▸ GIVEN TASK
Restate the listing below word for word, omitting any images.

==== DATA RECORDS ====

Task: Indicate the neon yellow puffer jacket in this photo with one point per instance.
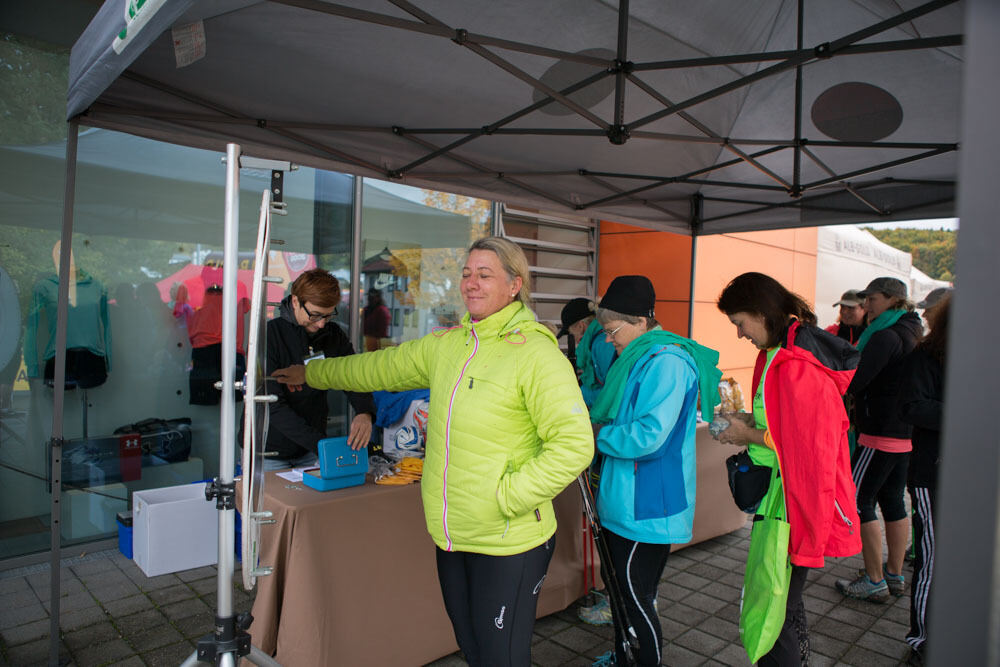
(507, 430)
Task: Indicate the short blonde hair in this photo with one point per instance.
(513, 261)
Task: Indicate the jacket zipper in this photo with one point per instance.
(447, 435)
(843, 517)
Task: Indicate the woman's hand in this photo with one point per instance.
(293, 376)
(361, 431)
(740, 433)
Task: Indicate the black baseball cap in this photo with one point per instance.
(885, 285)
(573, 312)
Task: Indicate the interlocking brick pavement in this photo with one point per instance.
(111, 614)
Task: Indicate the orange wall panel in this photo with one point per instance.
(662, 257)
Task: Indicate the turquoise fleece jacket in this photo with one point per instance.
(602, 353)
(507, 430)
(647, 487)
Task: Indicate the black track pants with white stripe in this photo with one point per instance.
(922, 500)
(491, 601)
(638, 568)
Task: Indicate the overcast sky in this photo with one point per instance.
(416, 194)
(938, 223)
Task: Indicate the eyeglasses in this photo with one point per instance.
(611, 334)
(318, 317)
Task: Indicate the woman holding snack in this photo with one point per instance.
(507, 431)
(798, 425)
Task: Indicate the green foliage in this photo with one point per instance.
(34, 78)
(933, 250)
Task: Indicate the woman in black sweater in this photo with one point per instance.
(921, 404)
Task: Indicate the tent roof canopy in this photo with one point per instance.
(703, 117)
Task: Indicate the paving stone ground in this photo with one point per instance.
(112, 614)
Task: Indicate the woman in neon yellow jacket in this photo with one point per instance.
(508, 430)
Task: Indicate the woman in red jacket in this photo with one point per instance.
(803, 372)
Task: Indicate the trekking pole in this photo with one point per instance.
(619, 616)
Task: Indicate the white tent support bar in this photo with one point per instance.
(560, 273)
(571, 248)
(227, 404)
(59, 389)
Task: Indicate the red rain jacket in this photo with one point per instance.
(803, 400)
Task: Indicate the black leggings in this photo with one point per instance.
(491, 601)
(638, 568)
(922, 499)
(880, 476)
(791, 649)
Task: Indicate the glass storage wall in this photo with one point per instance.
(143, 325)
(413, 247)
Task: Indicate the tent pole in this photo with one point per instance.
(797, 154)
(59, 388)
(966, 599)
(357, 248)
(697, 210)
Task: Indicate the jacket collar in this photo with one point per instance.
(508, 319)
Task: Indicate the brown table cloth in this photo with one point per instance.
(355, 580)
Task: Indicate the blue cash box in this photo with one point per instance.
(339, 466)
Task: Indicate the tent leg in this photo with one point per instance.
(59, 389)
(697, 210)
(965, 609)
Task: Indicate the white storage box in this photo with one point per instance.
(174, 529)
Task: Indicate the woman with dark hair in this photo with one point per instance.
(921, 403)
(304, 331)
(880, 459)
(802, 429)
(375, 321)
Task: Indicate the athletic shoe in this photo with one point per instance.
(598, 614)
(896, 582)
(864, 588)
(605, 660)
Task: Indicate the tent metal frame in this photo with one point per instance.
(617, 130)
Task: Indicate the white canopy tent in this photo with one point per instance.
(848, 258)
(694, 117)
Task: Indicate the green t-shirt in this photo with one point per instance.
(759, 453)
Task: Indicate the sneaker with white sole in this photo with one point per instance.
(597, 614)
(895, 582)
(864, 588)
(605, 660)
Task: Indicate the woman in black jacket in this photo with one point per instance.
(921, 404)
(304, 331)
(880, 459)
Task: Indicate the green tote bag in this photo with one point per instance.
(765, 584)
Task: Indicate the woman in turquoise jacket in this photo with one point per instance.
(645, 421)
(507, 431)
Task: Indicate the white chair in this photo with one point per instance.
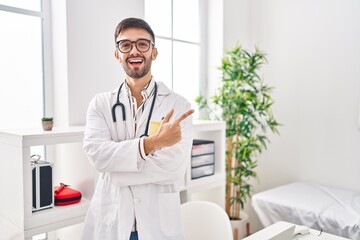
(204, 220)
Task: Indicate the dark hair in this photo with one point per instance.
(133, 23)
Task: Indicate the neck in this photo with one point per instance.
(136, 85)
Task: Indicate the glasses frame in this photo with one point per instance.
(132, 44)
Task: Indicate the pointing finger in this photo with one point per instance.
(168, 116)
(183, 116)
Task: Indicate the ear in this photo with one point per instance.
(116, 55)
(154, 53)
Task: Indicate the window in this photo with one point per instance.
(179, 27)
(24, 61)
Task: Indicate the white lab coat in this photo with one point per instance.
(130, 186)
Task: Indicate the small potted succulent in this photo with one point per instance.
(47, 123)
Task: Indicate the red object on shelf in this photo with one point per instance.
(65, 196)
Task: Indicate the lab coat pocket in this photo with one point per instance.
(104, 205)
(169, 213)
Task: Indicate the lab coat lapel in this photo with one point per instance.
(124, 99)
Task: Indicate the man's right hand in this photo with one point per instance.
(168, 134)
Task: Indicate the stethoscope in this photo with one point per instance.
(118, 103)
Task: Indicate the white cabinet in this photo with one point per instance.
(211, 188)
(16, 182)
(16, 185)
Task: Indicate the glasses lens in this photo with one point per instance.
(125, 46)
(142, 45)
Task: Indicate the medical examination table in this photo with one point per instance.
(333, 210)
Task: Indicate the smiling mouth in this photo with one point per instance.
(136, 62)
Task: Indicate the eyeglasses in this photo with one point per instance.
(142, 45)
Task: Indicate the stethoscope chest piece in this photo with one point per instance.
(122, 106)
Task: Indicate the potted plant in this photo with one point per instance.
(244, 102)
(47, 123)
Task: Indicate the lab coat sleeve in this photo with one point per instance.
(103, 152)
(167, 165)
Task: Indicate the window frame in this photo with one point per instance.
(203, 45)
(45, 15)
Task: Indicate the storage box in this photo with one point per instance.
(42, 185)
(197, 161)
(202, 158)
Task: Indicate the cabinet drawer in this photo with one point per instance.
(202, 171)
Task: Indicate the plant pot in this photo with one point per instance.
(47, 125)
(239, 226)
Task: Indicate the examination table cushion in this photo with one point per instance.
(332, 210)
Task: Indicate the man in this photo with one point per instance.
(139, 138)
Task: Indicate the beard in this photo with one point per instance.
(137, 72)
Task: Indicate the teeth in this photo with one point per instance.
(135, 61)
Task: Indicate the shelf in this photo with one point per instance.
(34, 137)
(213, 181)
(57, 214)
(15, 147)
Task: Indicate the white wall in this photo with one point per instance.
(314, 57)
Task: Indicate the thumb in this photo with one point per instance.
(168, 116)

====

▸ EXERCISE RESULT
Task: Indicate the neon yellow puffer jacket in this photo with one point per instance.
(507, 430)
Task: Indicate the short blonde hair in this photo with one point per instance.
(513, 261)
Task: Indicate the jacket zipper in this photo with one point per instance.
(447, 435)
(843, 517)
Task: Indicate the woman's hand in this photo with one point per instance.
(293, 376)
(361, 431)
(740, 433)
Task: Indicate the black baseball cap in this photo with one point per instance.
(885, 285)
(573, 312)
Task: Indicate the interlocking brick pavement in this photo with one point per instance.
(111, 614)
Task: Indicate the orange wall panel in this photo with one point per instance.
(662, 257)
Task: Indicate the turquoise fleece jacket in this photo with one point per instance.
(602, 353)
(507, 430)
(647, 487)
Task: Indicate the black track pants with white stripe in this photo with one point per instance.
(922, 500)
(491, 601)
(638, 568)
Task: Indicate the overcast sky in this photo with one point per instance.
(416, 194)
(938, 223)
Task: Indicate the eyeglasses in this photo with one point per instance.
(611, 334)
(318, 317)
Task: Indicate the woman holding snack in this photo with one point per instance.
(507, 431)
(798, 425)
Task: Indicate the green foliage in this photo with one point per instance.
(34, 78)
(933, 250)
Task: Indicate the woman in black sweater in this photo with one point per instance.
(921, 404)
Task: Indicate the tent roof canopy in this photo with one point per instance.
(703, 117)
Task: Indicate the paving stone ground in this photo with one point per instance.
(112, 614)
Task: Indicate the woman in neon yellow jacket in this photo with one point per instance.
(508, 430)
Task: Indicate the woman in red jacket in this photo with one point per instance.
(803, 372)
Task: Indicate the trekking pole in this photo with one point per instance.
(619, 616)
Task: Indicate the white tent support bar in this photo with one point per instance.
(560, 273)
(571, 248)
(227, 404)
(59, 389)
Task: Indicate the red rain jacket in this photo with one point per instance.
(803, 400)
Task: Indicate the black leggings in this photo with one point per instance.
(491, 601)
(638, 568)
(922, 499)
(880, 476)
(791, 649)
Task: Indicate the glass storage wall in this photo with one point per instance.
(143, 325)
(413, 247)
Task: Indicate the tent pole in this photo with one point per instance.
(797, 154)
(59, 388)
(966, 599)
(357, 248)
(697, 210)
Task: Indicate the jacket collar in this photo with one point per instance.
(508, 319)
Task: Indicate the brown table cloth in this photo with one point per instance.
(355, 580)
Task: Indicate the blue cash box in this photo with one point per instance.
(339, 466)
Task: Indicate the tent leg in this photo with one point per instance.
(59, 389)
(697, 210)
(965, 609)
Task: Indicate the white storage box in this photo with one point per instance.
(174, 529)
Task: Indicate the woman with dark hair in this photo with one point per instance.
(921, 403)
(304, 331)
(880, 459)
(802, 429)
(375, 321)
Task: Indicate the athletic shoe in this photo with one point per instance.
(598, 614)
(896, 582)
(864, 588)
(605, 660)
Task: Indicate the tent metal frame in this photo with one point per instance.
(617, 130)
Task: Indicate the white canopy tent in this photo with one point per instance.
(848, 258)
(694, 117)
Task: Indicate the green t-shirt in this photo with one point per instance.
(759, 453)
Task: Indicate the sneaker with white sole in this photo with one point per instance.
(597, 614)
(895, 582)
(864, 588)
(605, 660)
Task: Indicate the woman in black jacket in this photo with one point per instance.
(921, 404)
(304, 331)
(880, 459)
Task: Indicate the green tote bag in this photo with one point per instance.
(765, 584)
Task: Indicate the woman in turquoise jacket in this photo with one point per instance.
(645, 421)
(507, 431)
Task: Indicate the white chair in this photo with one point per instance.
(204, 220)
Task: Indicate the dark hair in this photo with one point per instance.
(133, 23)
Task: Indicate the neck in this photo with one point per instance.
(136, 85)
Task: Indicate the glasses frame in this photo with one point per instance.
(132, 44)
Task: Indicate the pointing finger in this photo with one point per instance.
(168, 116)
(183, 116)
Task: Indicate the ear in this photo with one point per instance.
(116, 55)
(154, 53)
Task: Indicate the window in this photo with one point per instance.
(179, 27)
(24, 61)
Task: Indicate the white lab coat in this photo with one point per instance.
(130, 186)
Task: Indicate the small potted succulent in this photo with one point per instance.
(47, 123)
Task: Indicate the red object on shelf in this photo with one point per instance.
(65, 196)
Task: Indicate the lab coat pocket in this photo with one point per instance.
(104, 205)
(169, 213)
Task: Indicate the lab coat lapel in this photo with one point per instance.
(124, 99)
Task: Indicate the man's right hand in this photo with one point per instance.
(168, 134)
Task: Indicate the stethoscope in this photo with one point per instance.
(118, 103)
Task: Indicate the white cabinet in this photo with one point per instance.
(211, 188)
(16, 182)
(16, 185)
Task: Indicate the glasses lens in this photo with one point per instance.
(125, 46)
(142, 45)
Task: Indicate the medical examination table in this photo with one point per instance.
(333, 210)
Task: Indicate the smiling mouth in this photo with one point per instance.
(136, 62)
Task: Indicate the eyeglasses in this photo with one point per instance.
(142, 45)
Task: Indicate the stethoscope chest piece in this photo with one point per instance.
(122, 106)
Task: Indicate the potted plant in this photo with one point per instance.
(244, 102)
(47, 123)
Task: Indicate the lab coat sleeve in this photo with one point per instance.
(103, 152)
(167, 165)
Task: Indicate the window frame in this photo with one point per instance.
(203, 45)
(45, 15)
Task: Indicate the storage box in this photo with one point per instance.
(42, 185)
(197, 161)
(202, 158)
Task: Indicate the cabinet drawer in this photo with one point per instance.
(202, 171)
Task: Indicate the plant pot in this photo with one point per instance.
(47, 125)
(239, 226)
Task: Indicate the examination table cushion in this photo with one point per instance.
(332, 210)
Task: Indicate the man in this photo with one point per instance.
(139, 138)
Task: Indicate the beard in this photo with one point per instance.
(137, 72)
Task: Indicate the teeth in this photo with one point per instance.
(135, 61)
Task: Indicate the shelf in this photo with one point per instance.
(34, 137)
(213, 181)
(57, 214)
(15, 147)
Task: Indicate the white wall in this photo with one point per instance.
(314, 57)
Task: Indicate the thumb in this photo with one point per instance.
(168, 116)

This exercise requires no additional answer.